§ Records for the task:
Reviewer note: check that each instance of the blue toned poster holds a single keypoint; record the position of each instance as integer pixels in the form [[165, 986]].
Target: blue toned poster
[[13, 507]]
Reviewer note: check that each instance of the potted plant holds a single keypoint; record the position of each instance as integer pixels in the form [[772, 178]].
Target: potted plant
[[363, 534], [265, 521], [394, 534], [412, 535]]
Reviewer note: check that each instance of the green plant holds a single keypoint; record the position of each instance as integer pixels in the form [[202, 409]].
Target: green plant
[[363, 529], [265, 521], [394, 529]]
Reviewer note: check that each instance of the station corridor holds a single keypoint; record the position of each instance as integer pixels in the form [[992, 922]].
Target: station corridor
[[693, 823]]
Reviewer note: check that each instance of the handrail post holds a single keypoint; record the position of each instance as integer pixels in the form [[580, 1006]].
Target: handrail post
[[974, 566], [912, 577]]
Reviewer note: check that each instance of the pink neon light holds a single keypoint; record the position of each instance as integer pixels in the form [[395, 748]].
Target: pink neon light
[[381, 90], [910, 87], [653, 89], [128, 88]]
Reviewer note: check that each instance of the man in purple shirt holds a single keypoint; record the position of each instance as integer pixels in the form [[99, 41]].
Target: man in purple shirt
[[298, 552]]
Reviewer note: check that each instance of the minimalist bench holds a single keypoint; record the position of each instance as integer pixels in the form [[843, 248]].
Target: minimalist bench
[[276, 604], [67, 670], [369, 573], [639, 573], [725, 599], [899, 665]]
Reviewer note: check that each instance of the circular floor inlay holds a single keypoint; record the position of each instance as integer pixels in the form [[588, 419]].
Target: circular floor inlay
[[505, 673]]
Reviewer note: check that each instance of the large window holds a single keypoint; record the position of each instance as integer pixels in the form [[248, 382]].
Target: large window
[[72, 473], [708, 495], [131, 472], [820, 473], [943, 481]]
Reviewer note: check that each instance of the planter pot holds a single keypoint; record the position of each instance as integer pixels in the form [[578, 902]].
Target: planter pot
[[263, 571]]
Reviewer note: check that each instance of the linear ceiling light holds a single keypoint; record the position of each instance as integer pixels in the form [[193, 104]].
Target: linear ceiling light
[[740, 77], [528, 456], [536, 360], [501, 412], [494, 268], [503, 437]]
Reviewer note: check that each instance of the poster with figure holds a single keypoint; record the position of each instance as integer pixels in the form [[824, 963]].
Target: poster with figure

§ Given exercise: Copy the entries from the line with "Reviewer note: check that each instance of the pink" up to and including the line with "[[263, 571]]", putting "marker" in place of "keypoint" and changing nothing else.

§ Result:
Reviewer note: check that each instance of the pink neon light holds a single marker; record the position of each instance as integer pixels in the form [[395, 748]].
Target: pink neon light
[[381, 90], [910, 87], [653, 89], [128, 88]]
Reviewer note: check that each instance of the man in purple shirt holds a single marker; record the position of each instance as integer pixels in the form [[99, 41]].
Target: man in purple shirt
[[298, 552]]
Reviewer note: check that each instance of the minimalist bench holds a single marker; record the position of each instance as integer pixels in the form [[843, 248]].
Target: minimalist bench
[[276, 604], [67, 670], [369, 573], [639, 573], [725, 599], [899, 665]]
Reviewer note: check that each instance of the circular floor inlay holds a single marker; record the position of each instance as integer pixels in the form [[588, 419]].
Target: circular floor inlay
[[505, 673]]
Reviewer note: check that each instance of the large window holds a single marker; record the position of each instance as integer pixels in the form [[248, 382]].
Target: large window
[[72, 473], [708, 495], [131, 472], [820, 473], [943, 481]]
Reviewer note: check that each instance of the planter pot holds a single marker; record the position of each instance as integer pixels in the form [[578, 902]].
Target: planter pot
[[263, 571]]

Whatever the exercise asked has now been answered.